>> Start Text passage
About seven months ago, achieving peace felt impossible.
It was impossible. Ingestion of a sedative was the only way to ensure sleep.
My mind replayed everything – every decision, every mistake, every relationship I had damaged. The realization that prolonged dishonesty – with myself and with others – had cost more than I ever anticipated – sent me spiraling.
I hated some things I had done. I hated the version of myself who had made those wretched choices. And for a while, it felt like my entire life had collapsed inward. And I just couldn’t bounce back.
In previous seasons of my life, I had a pattern. When things got uncomfortable, I moved. Ran. Sprinted. To a new friend group, or a new job, or a new distraction. I would deflect just long enough to quiet that discomfort and put a metaphorical “band-aid” on a much bigger wound, all the while convincing myself that recovery was the solution.
>> End Text passage
● Required tasks:
- a) In the reflection above, what was the only way to ensure sleep?
- b) Transcribe the reflection from "About seven months" up to and including "was the solution.".
>> Start Information provided
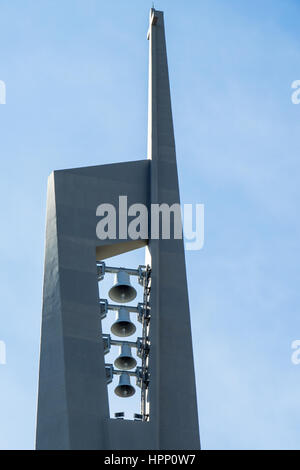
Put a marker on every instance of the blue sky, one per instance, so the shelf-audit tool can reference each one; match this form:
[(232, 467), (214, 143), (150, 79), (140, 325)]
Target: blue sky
[(76, 77)]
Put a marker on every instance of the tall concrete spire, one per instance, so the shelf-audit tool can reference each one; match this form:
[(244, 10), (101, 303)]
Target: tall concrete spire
[(73, 410), (173, 392)]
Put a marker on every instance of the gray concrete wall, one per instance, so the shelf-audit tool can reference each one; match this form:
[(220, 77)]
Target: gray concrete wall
[(73, 408)]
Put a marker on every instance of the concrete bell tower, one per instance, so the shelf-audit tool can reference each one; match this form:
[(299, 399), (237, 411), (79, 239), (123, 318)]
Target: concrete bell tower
[(73, 410)]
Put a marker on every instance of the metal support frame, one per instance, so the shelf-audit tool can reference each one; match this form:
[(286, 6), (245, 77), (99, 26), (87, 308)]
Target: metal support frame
[(141, 344)]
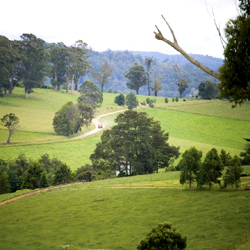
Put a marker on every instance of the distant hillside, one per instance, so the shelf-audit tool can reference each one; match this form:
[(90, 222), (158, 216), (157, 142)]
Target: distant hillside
[(121, 61), (209, 61)]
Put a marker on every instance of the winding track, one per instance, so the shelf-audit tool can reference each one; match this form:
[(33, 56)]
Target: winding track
[(96, 122)]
>> End Information provided
● Written responses:
- a) Ingestion of a sedative.

- b)
About seven months ago, achieving peace felt impossible.
It was impossible. Ingestion of a sedative was the only way to ensure sleep.
My mind replayed everything – every decision, every mistake, every relationship I had damaged. The realization that prolonged dishonesty – with myself and with others – had cost more than I ever anticipated – sent me spiraling.
I hated some things I had done. I hated the version of myself who had made those wretched choices. And for a while, it felt like my entire life had collapsed inward. And I just couldn’t bounce back.
In previous seasons of my life, I had a pattern. When things got uncomfortable, I moved. Ran. Sprinted. To a new friend group, or a new job, or a new distraction. I would deflect just long enough to quiet that discomfort and put a metaphorical “band-aid” on a much bigger wound, all the while convincing myself that recovery was the solution.